[Stored data]
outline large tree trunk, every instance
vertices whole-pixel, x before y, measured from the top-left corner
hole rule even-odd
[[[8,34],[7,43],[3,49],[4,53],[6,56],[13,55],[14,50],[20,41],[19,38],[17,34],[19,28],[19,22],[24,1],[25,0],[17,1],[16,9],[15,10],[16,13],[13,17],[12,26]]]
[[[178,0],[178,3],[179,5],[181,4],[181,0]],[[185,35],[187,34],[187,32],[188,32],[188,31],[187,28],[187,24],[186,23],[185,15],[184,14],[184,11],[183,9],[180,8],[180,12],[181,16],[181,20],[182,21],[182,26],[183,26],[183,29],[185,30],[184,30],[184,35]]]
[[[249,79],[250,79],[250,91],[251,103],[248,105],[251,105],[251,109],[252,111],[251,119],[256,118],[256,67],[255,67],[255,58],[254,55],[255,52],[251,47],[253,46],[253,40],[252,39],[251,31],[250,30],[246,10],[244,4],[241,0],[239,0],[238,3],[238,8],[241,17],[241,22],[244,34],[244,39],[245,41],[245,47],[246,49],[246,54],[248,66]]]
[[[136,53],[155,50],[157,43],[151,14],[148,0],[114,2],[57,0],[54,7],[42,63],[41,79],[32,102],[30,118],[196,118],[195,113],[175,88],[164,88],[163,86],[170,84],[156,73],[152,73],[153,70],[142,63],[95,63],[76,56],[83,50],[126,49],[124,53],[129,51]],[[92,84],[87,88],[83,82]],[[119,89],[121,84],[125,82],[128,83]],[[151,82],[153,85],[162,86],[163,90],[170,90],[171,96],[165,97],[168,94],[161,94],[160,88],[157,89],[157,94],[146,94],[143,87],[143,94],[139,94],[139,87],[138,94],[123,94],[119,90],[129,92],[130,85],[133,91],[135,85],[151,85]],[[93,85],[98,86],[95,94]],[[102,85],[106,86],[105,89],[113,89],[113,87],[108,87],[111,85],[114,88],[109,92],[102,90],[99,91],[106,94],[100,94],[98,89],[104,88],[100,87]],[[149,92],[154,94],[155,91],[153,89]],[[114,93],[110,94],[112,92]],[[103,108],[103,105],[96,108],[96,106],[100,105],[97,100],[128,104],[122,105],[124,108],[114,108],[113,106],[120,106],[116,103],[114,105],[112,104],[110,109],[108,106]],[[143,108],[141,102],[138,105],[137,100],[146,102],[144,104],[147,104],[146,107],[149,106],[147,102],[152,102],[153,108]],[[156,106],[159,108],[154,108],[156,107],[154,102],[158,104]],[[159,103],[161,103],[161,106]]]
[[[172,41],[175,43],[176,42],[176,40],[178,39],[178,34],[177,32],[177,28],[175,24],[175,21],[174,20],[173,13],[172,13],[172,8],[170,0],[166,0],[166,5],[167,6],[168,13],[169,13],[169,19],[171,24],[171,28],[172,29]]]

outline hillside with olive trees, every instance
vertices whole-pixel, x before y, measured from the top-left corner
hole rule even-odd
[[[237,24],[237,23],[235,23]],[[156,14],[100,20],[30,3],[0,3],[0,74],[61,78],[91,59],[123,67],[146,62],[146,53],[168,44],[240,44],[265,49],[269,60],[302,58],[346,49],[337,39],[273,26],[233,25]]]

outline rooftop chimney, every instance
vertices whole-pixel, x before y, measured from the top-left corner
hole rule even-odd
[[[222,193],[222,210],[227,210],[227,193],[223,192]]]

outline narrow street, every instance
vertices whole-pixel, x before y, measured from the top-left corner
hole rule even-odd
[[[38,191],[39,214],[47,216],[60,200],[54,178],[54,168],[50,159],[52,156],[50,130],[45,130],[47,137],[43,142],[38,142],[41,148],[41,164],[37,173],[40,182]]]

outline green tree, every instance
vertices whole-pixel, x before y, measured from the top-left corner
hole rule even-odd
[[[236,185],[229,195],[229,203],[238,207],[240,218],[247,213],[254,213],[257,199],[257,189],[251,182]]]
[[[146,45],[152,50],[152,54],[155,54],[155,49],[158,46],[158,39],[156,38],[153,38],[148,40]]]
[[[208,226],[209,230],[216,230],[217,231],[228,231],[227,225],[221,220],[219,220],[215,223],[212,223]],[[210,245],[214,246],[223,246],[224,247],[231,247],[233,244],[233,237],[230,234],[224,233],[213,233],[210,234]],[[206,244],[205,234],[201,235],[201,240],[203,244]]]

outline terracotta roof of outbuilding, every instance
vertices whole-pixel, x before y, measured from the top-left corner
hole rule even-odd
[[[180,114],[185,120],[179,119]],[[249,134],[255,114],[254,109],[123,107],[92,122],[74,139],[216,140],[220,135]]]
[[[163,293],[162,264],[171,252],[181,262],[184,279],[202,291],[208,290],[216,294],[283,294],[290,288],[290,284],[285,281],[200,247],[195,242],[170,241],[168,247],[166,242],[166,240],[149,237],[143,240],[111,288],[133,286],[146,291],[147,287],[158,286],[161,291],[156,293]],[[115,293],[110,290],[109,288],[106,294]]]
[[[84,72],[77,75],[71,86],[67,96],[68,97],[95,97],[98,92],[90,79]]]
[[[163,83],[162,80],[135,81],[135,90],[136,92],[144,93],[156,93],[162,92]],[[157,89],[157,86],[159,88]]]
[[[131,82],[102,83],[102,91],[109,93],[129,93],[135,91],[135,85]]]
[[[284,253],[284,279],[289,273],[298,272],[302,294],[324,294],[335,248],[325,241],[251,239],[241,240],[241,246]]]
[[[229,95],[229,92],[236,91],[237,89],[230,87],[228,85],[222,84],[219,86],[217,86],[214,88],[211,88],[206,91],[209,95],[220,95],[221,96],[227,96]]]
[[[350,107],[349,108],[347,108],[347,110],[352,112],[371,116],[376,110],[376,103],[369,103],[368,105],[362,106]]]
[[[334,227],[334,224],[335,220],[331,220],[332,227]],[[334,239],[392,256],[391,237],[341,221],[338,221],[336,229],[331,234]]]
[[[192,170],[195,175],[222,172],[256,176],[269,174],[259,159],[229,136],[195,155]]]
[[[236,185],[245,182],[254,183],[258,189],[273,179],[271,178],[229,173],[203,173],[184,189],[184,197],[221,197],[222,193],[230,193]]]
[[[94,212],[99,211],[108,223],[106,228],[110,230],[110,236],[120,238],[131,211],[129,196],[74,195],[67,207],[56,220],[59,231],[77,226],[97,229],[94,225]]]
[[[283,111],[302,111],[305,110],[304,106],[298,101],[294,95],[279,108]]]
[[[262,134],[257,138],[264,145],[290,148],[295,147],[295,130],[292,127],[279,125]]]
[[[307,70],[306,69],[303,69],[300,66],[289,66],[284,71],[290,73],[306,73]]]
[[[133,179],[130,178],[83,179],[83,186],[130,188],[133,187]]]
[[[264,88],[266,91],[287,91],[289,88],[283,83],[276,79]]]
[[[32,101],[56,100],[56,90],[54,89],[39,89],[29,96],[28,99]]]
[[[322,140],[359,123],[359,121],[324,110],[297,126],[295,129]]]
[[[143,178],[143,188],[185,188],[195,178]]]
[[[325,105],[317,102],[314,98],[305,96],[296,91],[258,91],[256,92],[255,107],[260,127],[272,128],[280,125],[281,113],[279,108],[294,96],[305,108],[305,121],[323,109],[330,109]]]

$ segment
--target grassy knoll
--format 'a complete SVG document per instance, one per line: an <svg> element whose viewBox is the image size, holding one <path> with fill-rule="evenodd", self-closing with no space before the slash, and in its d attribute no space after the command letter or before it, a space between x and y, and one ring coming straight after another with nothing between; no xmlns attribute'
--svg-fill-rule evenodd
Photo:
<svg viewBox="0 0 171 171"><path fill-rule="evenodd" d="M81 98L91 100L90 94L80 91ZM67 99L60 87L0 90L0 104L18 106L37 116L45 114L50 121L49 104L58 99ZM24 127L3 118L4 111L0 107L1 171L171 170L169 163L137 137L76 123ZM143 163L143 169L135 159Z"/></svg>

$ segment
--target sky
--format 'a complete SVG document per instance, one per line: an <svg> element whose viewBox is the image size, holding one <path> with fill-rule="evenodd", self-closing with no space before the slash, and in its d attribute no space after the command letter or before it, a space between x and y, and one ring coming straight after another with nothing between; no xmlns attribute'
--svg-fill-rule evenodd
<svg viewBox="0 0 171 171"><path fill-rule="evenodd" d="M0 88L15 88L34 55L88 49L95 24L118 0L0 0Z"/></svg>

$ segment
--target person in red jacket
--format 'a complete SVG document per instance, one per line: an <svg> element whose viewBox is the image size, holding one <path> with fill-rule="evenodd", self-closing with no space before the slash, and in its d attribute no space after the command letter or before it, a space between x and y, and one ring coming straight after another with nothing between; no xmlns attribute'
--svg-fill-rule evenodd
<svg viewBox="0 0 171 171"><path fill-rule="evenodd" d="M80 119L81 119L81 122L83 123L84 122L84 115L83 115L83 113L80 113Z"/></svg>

• _Job_
Pick out each line in the entries above that contains the word "every" and copy those lines.

• _Expected answer_
outline large tree trunk, every instance
outline hillside with olive trees, every instance
outline rooftop chimney, every instance
outline narrow street, every instance
outline green tree, every instance
outline terracotta roof of outbuilding, every instance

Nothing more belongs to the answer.